■ **Stated problem**
Put each line of the records below into a Markdown table with two columns, Row and Record line, numbering the rows and skipping blank lines. Leave the pictures out of the table.
------ Given records
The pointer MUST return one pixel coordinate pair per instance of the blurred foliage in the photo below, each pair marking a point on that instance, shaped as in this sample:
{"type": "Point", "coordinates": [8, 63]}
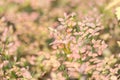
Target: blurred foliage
{"type": "Point", "coordinates": [25, 51]}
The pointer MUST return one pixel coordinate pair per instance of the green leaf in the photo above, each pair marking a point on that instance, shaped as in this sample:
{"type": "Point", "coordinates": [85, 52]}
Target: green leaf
{"type": "Point", "coordinates": [118, 13]}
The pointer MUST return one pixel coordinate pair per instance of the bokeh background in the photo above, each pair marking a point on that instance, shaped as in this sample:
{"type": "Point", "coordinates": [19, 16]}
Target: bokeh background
{"type": "Point", "coordinates": [25, 34]}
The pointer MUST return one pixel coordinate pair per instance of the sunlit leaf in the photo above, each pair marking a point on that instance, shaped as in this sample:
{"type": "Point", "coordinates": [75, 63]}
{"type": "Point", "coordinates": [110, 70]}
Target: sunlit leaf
------------
■ **Final result**
| Row | Record line |
|---|---|
| 1 | The pointer MUST return one pixel coordinate pair per instance of the blurred foliage in the photo below, each pair marking a point on that instance, shaped as in this sample: |
| 2 | {"type": "Point", "coordinates": [8, 63]} |
| 3 | Target: blurred foliage |
| 4 | {"type": "Point", "coordinates": [25, 51]} |
| 5 | The pointer MUST return one pixel coordinate pair per instance of the green leaf in the photo above, each pair marking a point on that instance, shaped as in this sample: |
| 6 | {"type": "Point", "coordinates": [85, 52]} |
| 7 | Target: green leaf |
| 8 | {"type": "Point", "coordinates": [118, 13]} |
| 9 | The pointer MUST return one pixel coordinate pair per instance of the bokeh background in the photo above, each pair marking a point on that instance, shaped as in this sample: |
| 10 | {"type": "Point", "coordinates": [19, 16]} |
| 11 | Target: bokeh background |
| 12 | {"type": "Point", "coordinates": [25, 34]} |
| 13 | The pointer MUST return one pixel coordinate pair per instance of the sunlit leaf in the photo above, each pair marking a point on that instance, shaped as in this sample: |
| 14 | {"type": "Point", "coordinates": [75, 63]} |
| 15 | {"type": "Point", "coordinates": [110, 70]} |
| 16 | Target: sunlit leaf |